● O que fazer:
1) Liste tudo o que, segundo o trecho, foi analisado no estudo.
2) Responda com base no trecho:
(a) Qual convenção da Organização Internacional do Trabalho prevê a Inspeção do Trabalho?
(b) Quantas propostas de alteração normativa são apresentadas?
(c) De que direito vem a disciplina do auto de advertência?
3) Reproduza a parte do trecho entre "Eis um resumo" e "não a conhece.", inclusive.

Na pesquisa do Direito Administrativo do Trabalho, pode-se perceber os principais gargalos do contencioso administrativo trabalhista brasileiro, o que resulta na produção de constantes reflexões voltadas a enfrentar tais problemas.
A MP 905/19 atualiza vários dispositivos celetistas neste aspecto, porém elencamos aqui propostas que não constam do seu texto.
Foram analisadas proposições legislativas, a estrutura do contencioso administrativo trabalhista em outros países, a forma de funcionamento de outros órgãos de julgamento administrativo e o processo judicial.
Adicionado a farta pesquisa empírica, os estudos empreendidos tornaram evidente que são necessárias alterações nas regras materiais e processuais do sistema brasileiro de inspeção do trabalho.
Tendo-se como diretriz principal o artigo 5º, inciso LV, da CF/88, onde se estabelece que aos litigantes, em processo judicial ou administrativo, e aos acusados em geral, são assegurados o contraditório e ampla defesa, com os meios e recursos a ela inerentes, apresentamos quatro propostas de alteração normativa, sem prejuízo de outras que possam surgir.
O Título VII da CLT trata da fiscalização do trabalho e do processo administrativo trabalhista, principais temas do chamado Direito Administrativo do Trabalho.
Como se sabe, a Inspeção do Trabalho está prevista na Constituição Federal, artigo 21, inciso XXIV, e em norma internacional ratificada pelo Brasil, no caso, a Convenção 81 da Organização Internacional do Trabalho.
Eis um resumo das proposições:
Auto de advertência
Sem dúvida o chamado critério da dupla visita é uma expressão da função de prevenção e assessoramento da inspeção do trabalho, apesar do mandamento expresso no artigo 3º da lei de introdução às normas do direito brasileiro, o qual preceitua que ninguém pode se escusar de cumprir a lei alegando que não a conhece.
No entanto, melhor seria se o legislador tivesse adotado a disciplina do auto de advertência do direito português (LOPES FILHO, 2019), onde o agente de inspeção do trabalho não faz apenas uma visita graciosa de orientação, mas sim, ao constatar uma irregularidade de menor gravidade, aplica o auto de advertência, que, por razões óbvias, não tem repercussão pecuniária, mas se configura numa punição que inclusive pode servir para caracterizar a reincidência posteriormente.

[Listagem sobre onde os objetos aparecem]
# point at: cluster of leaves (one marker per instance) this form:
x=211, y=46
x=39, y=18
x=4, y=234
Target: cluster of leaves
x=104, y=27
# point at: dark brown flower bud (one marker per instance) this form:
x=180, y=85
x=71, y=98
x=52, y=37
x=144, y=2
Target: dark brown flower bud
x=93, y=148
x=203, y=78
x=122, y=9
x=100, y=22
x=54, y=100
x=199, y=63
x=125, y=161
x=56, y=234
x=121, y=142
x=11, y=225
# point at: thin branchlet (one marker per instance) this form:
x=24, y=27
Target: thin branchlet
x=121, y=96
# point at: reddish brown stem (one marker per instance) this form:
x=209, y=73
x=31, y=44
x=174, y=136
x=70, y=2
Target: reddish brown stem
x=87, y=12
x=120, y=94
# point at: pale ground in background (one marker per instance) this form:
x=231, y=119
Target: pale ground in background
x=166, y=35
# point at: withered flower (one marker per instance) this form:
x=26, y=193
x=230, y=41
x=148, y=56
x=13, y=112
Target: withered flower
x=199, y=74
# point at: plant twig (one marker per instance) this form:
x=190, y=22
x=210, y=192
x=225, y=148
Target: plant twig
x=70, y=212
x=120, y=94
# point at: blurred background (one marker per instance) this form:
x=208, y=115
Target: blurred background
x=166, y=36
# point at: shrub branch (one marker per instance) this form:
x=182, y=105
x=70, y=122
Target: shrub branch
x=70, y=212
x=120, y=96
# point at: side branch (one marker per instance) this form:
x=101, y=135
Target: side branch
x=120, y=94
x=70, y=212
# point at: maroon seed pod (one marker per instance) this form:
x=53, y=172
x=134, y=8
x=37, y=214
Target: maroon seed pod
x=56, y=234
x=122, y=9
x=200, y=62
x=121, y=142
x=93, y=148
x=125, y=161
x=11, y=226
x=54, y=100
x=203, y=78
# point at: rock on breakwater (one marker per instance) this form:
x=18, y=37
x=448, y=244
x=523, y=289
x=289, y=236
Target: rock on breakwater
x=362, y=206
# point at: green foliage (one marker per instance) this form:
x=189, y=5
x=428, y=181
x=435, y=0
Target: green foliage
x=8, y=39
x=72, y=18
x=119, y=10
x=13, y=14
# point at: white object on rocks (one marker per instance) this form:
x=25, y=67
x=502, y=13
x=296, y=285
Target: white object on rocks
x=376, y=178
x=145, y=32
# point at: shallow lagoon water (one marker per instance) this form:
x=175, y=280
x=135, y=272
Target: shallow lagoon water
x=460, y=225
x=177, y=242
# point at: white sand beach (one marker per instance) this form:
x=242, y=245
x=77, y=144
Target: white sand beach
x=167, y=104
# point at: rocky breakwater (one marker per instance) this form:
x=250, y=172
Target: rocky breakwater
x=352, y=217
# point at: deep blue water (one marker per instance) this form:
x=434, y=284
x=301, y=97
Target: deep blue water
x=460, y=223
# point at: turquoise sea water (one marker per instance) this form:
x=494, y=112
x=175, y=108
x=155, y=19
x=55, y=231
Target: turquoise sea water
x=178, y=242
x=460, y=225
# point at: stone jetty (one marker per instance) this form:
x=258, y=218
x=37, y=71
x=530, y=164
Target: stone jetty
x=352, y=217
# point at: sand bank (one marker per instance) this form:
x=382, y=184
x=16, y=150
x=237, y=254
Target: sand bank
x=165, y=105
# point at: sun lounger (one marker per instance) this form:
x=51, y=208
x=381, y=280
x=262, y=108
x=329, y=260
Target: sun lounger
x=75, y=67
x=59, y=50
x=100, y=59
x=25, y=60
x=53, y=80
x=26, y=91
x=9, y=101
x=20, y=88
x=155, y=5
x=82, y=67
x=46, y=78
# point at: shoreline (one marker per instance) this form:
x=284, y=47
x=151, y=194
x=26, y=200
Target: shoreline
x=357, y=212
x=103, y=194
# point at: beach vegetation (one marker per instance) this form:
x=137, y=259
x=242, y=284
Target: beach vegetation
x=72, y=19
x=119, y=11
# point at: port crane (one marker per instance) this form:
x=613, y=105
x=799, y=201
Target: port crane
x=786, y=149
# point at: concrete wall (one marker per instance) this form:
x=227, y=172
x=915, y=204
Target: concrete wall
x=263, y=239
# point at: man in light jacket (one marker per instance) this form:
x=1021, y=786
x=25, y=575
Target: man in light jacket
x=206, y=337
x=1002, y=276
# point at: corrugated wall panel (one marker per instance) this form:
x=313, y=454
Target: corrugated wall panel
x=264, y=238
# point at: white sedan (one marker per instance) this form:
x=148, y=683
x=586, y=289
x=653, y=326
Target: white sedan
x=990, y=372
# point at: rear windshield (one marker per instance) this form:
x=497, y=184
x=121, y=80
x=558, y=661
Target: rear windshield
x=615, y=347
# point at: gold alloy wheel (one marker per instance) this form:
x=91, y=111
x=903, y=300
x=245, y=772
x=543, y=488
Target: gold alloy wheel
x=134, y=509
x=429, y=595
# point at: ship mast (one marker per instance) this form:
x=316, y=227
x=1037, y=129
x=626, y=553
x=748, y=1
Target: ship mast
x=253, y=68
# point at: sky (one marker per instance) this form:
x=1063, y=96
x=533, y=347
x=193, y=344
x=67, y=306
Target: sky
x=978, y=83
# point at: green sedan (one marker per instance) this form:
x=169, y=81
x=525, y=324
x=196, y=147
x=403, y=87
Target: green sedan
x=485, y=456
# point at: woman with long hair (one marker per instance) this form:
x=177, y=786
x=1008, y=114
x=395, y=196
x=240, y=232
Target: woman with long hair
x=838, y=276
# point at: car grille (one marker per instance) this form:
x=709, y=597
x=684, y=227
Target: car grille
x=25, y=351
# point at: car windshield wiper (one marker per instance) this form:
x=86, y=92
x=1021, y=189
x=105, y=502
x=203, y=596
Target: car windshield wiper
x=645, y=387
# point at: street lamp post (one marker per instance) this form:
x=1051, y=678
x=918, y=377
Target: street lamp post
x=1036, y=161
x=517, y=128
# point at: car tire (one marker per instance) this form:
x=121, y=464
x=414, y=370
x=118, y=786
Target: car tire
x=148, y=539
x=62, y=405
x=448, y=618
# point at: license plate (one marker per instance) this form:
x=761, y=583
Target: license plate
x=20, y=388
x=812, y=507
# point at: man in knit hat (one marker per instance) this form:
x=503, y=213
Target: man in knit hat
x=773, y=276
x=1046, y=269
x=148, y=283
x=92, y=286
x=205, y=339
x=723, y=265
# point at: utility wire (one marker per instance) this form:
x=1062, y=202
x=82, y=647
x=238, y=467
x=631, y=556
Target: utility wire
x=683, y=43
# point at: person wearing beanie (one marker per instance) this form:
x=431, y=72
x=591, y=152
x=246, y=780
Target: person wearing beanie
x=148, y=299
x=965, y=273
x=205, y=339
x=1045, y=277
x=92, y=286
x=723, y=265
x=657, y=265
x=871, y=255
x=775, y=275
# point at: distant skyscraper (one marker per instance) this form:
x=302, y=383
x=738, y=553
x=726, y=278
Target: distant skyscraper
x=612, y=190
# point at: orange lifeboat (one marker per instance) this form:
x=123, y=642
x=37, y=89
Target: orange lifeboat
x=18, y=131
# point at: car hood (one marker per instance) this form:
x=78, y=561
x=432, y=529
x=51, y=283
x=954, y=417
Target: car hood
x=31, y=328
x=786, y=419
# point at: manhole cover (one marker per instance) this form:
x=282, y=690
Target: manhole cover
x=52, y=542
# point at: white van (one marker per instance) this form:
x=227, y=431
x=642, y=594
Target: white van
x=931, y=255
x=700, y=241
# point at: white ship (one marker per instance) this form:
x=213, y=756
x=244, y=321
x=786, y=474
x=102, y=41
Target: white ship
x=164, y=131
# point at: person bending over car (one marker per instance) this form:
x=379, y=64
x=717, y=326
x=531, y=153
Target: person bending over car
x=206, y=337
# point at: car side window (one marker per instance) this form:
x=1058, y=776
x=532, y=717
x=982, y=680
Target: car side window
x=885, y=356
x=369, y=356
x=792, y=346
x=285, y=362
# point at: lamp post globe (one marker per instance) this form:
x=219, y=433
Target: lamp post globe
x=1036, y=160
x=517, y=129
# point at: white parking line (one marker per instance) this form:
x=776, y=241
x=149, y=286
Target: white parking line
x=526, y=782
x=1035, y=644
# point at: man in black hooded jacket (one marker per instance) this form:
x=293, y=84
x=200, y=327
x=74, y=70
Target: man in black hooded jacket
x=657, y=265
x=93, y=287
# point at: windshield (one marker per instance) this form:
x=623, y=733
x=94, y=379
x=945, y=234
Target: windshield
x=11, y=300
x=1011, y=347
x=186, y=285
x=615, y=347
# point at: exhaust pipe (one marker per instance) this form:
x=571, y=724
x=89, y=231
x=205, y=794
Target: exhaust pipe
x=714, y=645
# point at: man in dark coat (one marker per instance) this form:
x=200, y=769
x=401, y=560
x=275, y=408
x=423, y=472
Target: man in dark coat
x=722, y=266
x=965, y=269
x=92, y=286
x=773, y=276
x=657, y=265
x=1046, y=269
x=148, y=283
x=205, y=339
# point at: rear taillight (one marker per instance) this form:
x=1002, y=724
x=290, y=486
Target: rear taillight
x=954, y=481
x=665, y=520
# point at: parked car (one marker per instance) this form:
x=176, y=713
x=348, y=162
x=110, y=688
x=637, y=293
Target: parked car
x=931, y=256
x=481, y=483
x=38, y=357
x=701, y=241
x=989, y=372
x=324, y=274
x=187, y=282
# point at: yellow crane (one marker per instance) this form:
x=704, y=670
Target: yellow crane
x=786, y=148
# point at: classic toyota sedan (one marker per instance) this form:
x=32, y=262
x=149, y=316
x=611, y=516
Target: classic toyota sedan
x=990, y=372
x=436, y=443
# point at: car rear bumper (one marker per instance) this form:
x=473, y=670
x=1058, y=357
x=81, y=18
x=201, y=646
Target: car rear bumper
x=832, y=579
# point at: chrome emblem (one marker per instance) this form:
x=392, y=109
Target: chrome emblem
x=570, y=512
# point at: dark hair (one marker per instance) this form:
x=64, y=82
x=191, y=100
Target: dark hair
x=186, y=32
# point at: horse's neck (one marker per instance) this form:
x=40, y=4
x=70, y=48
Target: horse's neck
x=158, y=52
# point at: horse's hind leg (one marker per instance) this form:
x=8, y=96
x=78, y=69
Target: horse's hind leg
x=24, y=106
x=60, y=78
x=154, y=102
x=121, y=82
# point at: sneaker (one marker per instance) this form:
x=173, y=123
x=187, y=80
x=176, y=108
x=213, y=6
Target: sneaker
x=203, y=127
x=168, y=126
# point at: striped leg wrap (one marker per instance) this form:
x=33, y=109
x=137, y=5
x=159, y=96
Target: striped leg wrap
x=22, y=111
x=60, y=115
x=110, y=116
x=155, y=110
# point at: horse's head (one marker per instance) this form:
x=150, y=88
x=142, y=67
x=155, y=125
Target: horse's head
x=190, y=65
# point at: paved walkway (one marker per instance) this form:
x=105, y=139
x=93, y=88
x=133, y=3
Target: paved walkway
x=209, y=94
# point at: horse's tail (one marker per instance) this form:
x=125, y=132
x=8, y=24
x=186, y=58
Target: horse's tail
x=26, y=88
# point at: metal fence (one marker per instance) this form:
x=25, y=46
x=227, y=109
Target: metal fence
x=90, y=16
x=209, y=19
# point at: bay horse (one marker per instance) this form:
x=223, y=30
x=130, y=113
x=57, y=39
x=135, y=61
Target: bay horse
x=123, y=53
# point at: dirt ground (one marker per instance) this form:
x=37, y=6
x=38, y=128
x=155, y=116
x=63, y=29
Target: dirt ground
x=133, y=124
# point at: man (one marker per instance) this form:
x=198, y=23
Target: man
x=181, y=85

● Respostas:
1)
- proposições legislativas
- a estrutura do contencioso administrativo trabalhista em outros países
- a forma de funcionamento de outros órgãos de julgamento administrativo
- o processo judicial

2)
(a) A Convenção 81.
(b) Quatro.
(c) Do direito português.

3)
Eis um resumo das proposições:
Auto de advertência
Sem dúvida o chamado critério da dupla visita é uma expressão da função de prevenção e assessoramento da inspeção do trabalho, apesar do mandamento expresso no artigo 3º da lei de introdução às normas do direito brasileiro, o qual preceitua que ninguém pode se escusar de cumprir a lei alegando que não a conhece.